- _The request_
Answer these questions from the excerpt on ISIS below.
1. Which place does the excerpt name as one of many important contributors to the jihadist traffic?
2. What does the excerpt call ISIS's most infamous trademarks?
3. Which Surah and verse does the excerpt cite as supporting ISIS's use of intimidation?

- _Source excerpt_
There are, of course, a number of specific factors that should also be mentioned. Although ISIS denies it, earlier tacit support from Turkey, which allowed jihadists from all over the world to transit through its territory and into Syria, has been well documented.4 Turkey’s motivation was to enable the Syrian opposition to defeat Assad and increasingly too the Syrian Kurds who had declared a thinly disguised PKK proto- state on the southern Turkish border. Chechnya, long since radicalised by Islamic ferment and struggle, has been one of many important contributors to this jihadist traffic.5

These jihadists, who sought to recapture the lost glories of a resplendent Islam, were bolstered by others whose true motivations ranged from a sense of adventure and excitement to the pathologically sick and criminal who reveled in approved thrill-killings, rape, and the chance for wealth. Drugs have even been used to convince converts to launch suicide attacks with the promise of immediate entrance into a paradise that would offer them seventy-two virgins.6

The beheading and imprisonment of their enemies are ISIS’s most infamous trademarks. ISIS interprets some verses in the Quran (especially in Al-Anfal and Muhammad) to justify these deeds. The Surah Muhammad, in section 4, states as follows:

So when you meet those who disbelieve [in battle], strike [their] necks until, when you have inflicted slaughter upon them, and then secure their bonds …’ (Surah Muhammad, 47:4. Source: http://quran.com/47).

Another justification of beheading lies in the Surah Al-Anfal:

‘… those who disbelieve so strike [them] upon the necks and strike from them every fingertip’ (Surah Al-Anfal, 8:12. Source: http://quran.com/8).

Their use of intimidation is also supported by section 60 in the Surah Al-Anfal:

And prepare against them whatever you are able of power and of steeds of war by which you may terrify the enemy of Allah and your enemy and others besides them whom you do not know [but] whom Allah knows. And whatever you spend in the cause of Allah will be fully repaid to you, and you will not be wronged’ (Surah Al-Anfal, 8:60. Source: http://quran.com/8).

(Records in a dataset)
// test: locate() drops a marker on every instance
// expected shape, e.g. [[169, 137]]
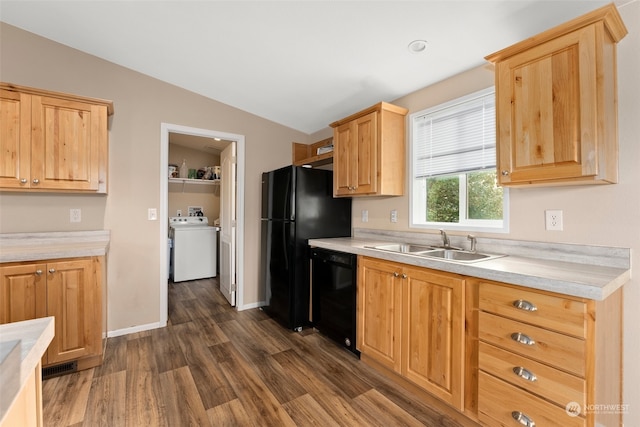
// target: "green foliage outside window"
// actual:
[[484, 197]]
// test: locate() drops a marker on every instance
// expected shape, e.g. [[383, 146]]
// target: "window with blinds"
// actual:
[[453, 166], [454, 138]]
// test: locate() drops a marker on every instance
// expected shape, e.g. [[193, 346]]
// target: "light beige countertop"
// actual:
[[52, 245], [32, 337], [592, 272]]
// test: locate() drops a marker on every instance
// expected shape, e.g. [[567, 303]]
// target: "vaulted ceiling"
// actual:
[[303, 64]]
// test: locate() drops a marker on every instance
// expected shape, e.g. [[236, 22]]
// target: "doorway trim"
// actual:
[[165, 130]]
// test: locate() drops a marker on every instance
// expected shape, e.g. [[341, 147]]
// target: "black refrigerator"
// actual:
[[297, 205]]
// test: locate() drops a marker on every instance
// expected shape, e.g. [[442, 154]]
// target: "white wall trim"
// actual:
[[165, 129], [134, 329]]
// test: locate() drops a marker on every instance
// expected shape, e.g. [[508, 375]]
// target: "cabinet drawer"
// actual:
[[498, 401], [553, 312], [548, 347], [547, 382]]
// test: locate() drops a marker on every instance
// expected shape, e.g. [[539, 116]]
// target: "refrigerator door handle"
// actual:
[[284, 244]]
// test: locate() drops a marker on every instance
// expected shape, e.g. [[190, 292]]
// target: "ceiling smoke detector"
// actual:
[[417, 46]]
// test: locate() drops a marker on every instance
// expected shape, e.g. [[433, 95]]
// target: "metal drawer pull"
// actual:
[[522, 338], [524, 373], [523, 419], [524, 305]]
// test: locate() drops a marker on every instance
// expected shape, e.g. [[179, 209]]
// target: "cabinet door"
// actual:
[[15, 139], [65, 153], [546, 111], [73, 298], [344, 159], [355, 156], [367, 137], [379, 314], [22, 292], [433, 347]]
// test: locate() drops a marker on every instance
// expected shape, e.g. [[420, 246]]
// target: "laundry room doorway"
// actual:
[[231, 202]]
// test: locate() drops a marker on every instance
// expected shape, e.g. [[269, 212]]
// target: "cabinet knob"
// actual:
[[522, 338], [523, 419], [524, 305], [524, 373]]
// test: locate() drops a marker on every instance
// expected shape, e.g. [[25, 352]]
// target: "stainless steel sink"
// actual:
[[446, 254], [459, 255], [403, 248]]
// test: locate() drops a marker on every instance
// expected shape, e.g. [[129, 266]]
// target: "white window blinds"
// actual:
[[456, 138]]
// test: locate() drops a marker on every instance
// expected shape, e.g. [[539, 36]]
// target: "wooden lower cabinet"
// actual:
[[535, 369], [411, 321], [71, 291]]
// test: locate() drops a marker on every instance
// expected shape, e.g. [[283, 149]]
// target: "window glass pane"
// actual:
[[456, 138], [443, 199], [484, 197]]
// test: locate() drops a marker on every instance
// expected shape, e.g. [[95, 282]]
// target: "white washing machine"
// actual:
[[193, 252]]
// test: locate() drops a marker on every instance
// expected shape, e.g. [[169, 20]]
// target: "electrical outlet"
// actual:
[[553, 220], [75, 215]]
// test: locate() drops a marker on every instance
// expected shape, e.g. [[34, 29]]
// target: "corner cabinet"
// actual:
[[411, 321], [68, 289], [54, 142], [369, 152], [556, 103]]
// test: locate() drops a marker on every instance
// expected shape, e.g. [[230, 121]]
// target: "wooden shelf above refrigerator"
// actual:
[[307, 154]]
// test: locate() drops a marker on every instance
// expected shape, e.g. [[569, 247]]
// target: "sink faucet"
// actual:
[[445, 239], [473, 240]]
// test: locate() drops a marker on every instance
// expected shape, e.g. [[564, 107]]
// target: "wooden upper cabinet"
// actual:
[[369, 152], [556, 104], [52, 141]]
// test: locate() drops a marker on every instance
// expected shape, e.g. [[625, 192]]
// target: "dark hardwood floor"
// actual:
[[214, 366]]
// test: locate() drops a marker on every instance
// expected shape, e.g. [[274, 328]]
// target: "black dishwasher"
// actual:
[[333, 290]]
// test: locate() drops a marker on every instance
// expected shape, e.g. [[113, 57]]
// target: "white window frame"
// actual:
[[418, 193]]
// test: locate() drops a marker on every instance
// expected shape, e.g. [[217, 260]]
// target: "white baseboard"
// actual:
[[252, 305], [134, 329], [156, 325]]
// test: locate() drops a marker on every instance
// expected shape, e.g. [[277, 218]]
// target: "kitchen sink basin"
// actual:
[[459, 255], [447, 254], [403, 248]]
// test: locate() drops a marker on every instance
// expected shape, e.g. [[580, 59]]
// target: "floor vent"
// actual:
[[57, 370]]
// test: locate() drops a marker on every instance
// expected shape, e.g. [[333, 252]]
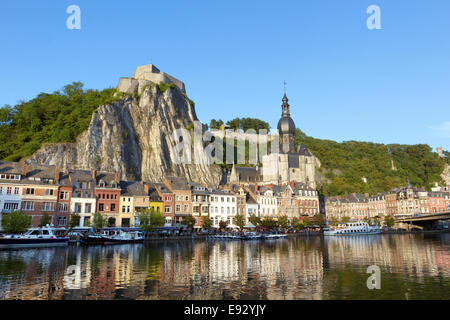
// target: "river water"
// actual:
[[413, 266]]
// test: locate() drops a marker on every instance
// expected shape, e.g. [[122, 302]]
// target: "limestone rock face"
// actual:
[[446, 175], [133, 137]]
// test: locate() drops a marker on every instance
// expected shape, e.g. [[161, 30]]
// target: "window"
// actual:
[[64, 195], [62, 221], [28, 205], [11, 206], [48, 206]]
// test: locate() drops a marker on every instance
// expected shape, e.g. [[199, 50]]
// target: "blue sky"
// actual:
[[344, 81]]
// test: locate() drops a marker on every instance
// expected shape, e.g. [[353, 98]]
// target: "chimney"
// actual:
[[57, 172]]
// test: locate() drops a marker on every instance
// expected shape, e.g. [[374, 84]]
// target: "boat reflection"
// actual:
[[299, 268]]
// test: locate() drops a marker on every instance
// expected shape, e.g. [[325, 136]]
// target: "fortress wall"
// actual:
[[128, 85]]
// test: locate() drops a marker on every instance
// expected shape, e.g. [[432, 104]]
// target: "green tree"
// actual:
[[45, 220], [48, 118], [283, 222], [297, 224], [215, 124], [16, 223], [239, 221]]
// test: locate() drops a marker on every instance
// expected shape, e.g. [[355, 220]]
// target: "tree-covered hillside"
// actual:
[[384, 166], [61, 116], [48, 118]]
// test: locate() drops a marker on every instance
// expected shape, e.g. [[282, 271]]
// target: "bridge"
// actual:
[[422, 222]]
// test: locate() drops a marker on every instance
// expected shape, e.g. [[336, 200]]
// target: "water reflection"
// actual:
[[413, 267]]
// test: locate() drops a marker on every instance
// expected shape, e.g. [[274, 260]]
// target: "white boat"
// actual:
[[36, 237], [352, 229], [115, 236]]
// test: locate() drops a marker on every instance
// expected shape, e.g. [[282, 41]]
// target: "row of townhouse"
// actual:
[[399, 202], [37, 190]]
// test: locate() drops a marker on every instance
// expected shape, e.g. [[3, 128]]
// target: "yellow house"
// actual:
[[156, 202], [133, 199]]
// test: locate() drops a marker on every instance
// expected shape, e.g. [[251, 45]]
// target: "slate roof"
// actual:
[[133, 188]]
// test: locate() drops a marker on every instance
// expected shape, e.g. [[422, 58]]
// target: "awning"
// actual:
[[249, 225]]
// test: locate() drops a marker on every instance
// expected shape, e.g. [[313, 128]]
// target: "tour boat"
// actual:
[[36, 237], [93, 239], [116, 236], [275, 236], [352, 229]]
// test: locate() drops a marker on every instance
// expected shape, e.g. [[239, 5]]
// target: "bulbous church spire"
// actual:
[[286, 127]]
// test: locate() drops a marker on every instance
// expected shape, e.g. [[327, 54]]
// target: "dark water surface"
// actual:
[[413, 266]]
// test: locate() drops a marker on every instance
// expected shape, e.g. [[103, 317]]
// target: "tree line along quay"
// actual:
[[36, 195]]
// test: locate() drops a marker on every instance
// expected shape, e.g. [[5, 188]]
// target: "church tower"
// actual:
[[286, 128]]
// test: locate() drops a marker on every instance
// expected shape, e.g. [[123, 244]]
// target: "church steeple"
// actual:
[[285, 107], [286, 127]]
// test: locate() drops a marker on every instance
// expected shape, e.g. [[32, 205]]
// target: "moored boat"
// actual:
[[117, 236], [36, 237], [352, 229]]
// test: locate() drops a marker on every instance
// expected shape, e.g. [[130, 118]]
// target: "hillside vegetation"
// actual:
[[48, 118], [345, 164], [61, 116]]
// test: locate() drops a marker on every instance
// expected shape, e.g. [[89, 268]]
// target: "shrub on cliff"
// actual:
[[49, 118]]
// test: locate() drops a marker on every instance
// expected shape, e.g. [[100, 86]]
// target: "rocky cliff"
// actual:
[[133, 137], [446, 175]]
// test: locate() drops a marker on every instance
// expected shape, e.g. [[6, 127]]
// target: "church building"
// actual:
[[289, 164]]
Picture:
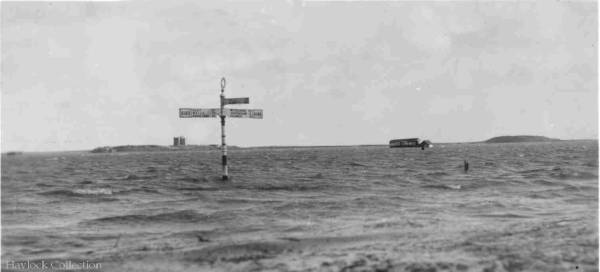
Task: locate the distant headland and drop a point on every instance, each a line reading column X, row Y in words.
column 520, row 139
column 155, row 148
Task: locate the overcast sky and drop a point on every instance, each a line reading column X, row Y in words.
column 81, row 75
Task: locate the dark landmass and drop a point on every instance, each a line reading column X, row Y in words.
column 520, row 139
column 155, row 148
column 14, row 153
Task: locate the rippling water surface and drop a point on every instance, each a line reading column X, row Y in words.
column 521, row 207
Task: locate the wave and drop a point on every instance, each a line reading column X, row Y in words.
column 443, row 186
column 184, row 216
column 78, row 192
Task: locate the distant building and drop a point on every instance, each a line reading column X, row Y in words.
column 177, row 141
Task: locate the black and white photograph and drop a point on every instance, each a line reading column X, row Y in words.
column 299, row 135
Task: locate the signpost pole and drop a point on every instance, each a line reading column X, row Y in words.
column 223, row 144
column 223, row 112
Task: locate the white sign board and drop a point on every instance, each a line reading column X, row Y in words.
column 238, row 100
column 245, row 113
column 199, row 113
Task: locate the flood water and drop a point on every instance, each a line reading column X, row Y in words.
column 520, row 207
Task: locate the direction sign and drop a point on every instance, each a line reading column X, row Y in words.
column 238, row 100
column 245, row 113
column 199, row 113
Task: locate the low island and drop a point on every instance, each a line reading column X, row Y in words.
column 520, row 139
column 156, row 148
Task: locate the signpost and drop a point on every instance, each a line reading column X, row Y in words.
column 223, row 112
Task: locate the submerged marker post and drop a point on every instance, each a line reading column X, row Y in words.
column 223, row 144
column 222, row 113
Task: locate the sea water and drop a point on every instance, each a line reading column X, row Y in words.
column 520, row 207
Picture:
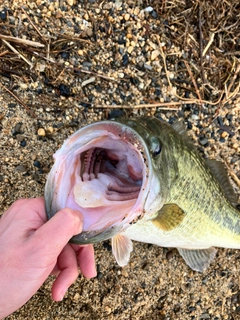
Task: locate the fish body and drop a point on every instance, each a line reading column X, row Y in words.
column 142, row 179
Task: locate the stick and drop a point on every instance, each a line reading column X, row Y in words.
column 23, row 41
column 18, row 100
column 33, row 25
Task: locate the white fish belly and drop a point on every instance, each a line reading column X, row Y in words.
column 189, row 235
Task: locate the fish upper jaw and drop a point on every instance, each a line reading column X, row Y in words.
column 103, row 171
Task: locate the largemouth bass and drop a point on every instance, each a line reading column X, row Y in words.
column 142, row 179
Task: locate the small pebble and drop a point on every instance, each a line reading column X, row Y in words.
column 41, row 132
column 20, row 168
column 155, row 54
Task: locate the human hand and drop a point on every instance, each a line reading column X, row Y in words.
column 31, row 248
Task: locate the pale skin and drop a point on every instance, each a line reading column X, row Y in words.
column 33, row 248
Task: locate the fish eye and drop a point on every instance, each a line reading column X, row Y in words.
column 155, row 146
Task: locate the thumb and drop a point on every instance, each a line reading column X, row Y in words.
column 57, row 231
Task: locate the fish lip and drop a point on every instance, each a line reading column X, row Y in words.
column 91, row 237
column 52, row 206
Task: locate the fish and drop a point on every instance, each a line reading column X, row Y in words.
column 142, row 179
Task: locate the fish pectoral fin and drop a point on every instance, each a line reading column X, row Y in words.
column 121, row 247
column 169, row 217
column 198, row 260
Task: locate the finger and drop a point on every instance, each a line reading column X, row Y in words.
column 67, row 264
column 86, row 261
column 56, row 232
column 55, row 271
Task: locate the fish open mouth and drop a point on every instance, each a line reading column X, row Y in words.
column 102, row 169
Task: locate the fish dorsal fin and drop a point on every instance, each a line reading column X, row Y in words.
column 198, row 260
column 180, row 127
column 121, row 248
column 219, row 171
column 169, row 217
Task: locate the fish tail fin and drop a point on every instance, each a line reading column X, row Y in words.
column 121, row 248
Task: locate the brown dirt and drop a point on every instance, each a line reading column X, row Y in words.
column 130, row 59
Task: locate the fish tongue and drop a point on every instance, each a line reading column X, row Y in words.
column 92, row 193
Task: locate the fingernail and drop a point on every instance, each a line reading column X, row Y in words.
column 62, row 294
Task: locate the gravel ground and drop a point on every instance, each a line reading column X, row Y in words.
column 95, row 60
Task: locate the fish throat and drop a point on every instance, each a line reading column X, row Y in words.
column 109, row 181
column 125, row 182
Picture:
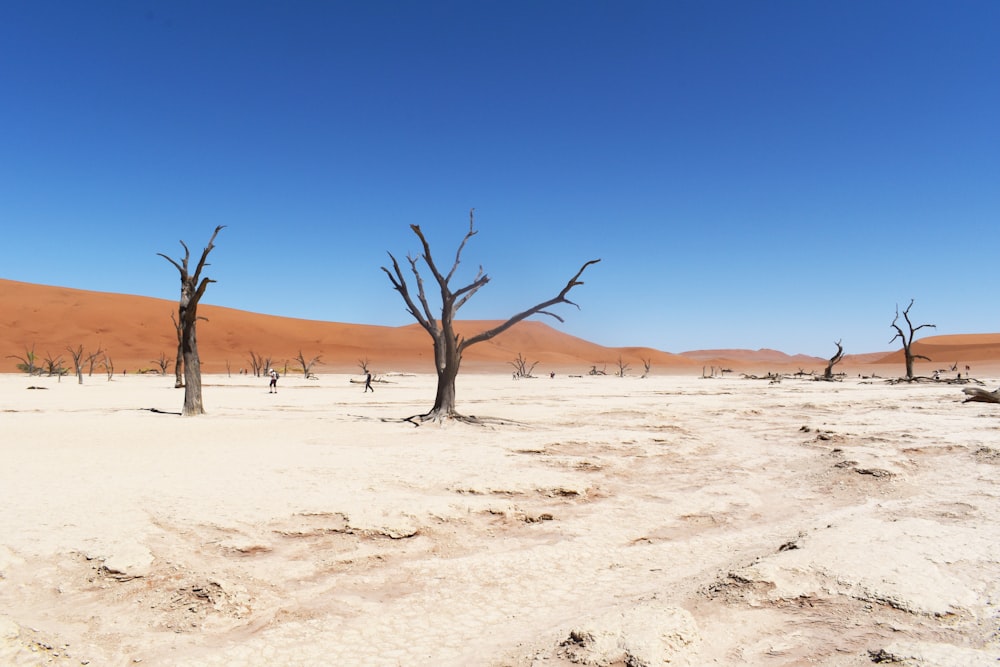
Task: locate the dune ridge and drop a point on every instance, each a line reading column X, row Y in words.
column 136, row 330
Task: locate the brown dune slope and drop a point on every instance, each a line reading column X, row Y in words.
column 947, row 350
column 135, row 331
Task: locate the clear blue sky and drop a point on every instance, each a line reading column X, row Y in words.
column 753, row 174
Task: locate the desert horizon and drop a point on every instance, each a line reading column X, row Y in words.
column 583, row 520
column 136, row 330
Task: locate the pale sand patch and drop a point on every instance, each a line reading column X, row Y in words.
column 609, row 520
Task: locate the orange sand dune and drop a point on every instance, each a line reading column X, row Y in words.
column 135, row 331
column 947, row 350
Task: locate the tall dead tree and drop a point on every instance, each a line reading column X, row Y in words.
column 834, row 360
column 907, row 338
column 179, row 359
column 192, row 289
column 449, row 345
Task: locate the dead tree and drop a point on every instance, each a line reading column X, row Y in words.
column 307, row 366
column 449, row 345
column 256, row 363
column 27, row 362
column 109, row 366
column 162, row 363
column 907, row 338
column 93, row 359
column 77, row 354
column 179, row 359
column 53, row 365
column 522, row 368
column 834, row 360
column 192, row 289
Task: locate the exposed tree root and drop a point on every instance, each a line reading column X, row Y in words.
column 440, row 417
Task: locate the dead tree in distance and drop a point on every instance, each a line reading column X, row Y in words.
column 834, row 360
column 77, row 354
column 307, row 366
column 27, row 362
column 93, row 358
column 907, row 338
column 162, row 363
column 192, row 289
column 522, row 369
column 448, row 343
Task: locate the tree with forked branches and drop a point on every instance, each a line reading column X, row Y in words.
column 449, row 345
column 522, row 369
column 193, row 287
column 27, row 362
column 906, row 338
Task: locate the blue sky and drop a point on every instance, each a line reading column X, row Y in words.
column 752, row 174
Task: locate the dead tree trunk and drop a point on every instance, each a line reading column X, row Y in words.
column 179, row 360
column 834, row 360
column 448, row 345
column 192, row 289
column 907, row 338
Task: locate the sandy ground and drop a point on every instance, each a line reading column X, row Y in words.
column 600, row 521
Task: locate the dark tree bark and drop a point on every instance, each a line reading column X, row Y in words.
column 192, row 289
column 179, row 359
column 907, row 338
column 834, row 360
column 448, row 343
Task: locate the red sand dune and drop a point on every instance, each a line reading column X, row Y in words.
column 135, row 331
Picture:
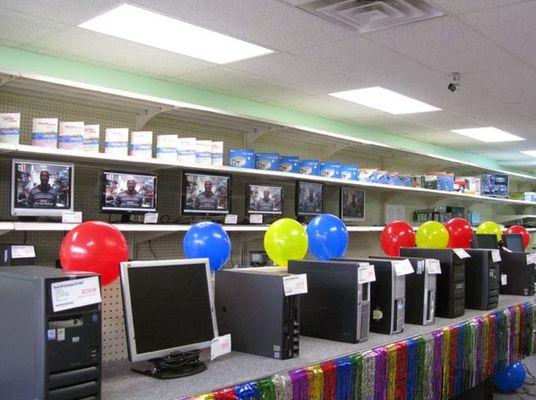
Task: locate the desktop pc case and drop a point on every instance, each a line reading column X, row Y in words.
column 450, row 292
column 46, row 354
column 336, row 306
column 251, row 305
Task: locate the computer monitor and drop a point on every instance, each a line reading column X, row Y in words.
column 169, row 314
column 41, row 188
column 206, row 194
column 513, row 242
column 262, row 199
column 309, row 198
column 352, row 204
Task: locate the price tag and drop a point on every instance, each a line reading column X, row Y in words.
column 403, row 267
column 220, row 346
column 433, row 266
column 75, row 293
column 366, row 273
column 22, row 252
column 295, row 284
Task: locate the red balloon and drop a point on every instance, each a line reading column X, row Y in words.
column 520, row 230
column 396, row 235
column 94, row 247
column 460, row 232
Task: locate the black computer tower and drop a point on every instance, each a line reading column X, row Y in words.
column 336, row 306
column 46, row 355
column 420, row 291
column 481, row 280
column 251, row 305
column 450, row 292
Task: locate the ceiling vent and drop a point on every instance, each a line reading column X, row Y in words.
column 372, row 15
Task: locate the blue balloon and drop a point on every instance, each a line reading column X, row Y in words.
column 207, row 240
column 510, row 378
column 328, row 237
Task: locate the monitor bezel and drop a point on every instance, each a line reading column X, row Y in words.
column 134, row 355
column 117, row 210
column 40, row 212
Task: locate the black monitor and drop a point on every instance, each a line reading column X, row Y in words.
column 205, row 193
column 41, row 188
column 309, row 198
column 169, row 314
column 263, row 199
column 513, row 242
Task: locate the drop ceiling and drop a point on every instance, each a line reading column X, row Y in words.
column 490, row 42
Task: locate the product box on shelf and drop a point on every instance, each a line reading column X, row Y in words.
column 45, row 132
column 10, row 128
column 242, row 158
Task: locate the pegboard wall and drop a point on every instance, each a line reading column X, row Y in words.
column 87, row 194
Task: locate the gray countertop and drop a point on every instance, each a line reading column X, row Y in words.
column 119, row 382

- _Solution below_
1. Chechnya.
2. The beheading and imprisonment of their enemies.
3. Surah Al-Anfal, 8:60.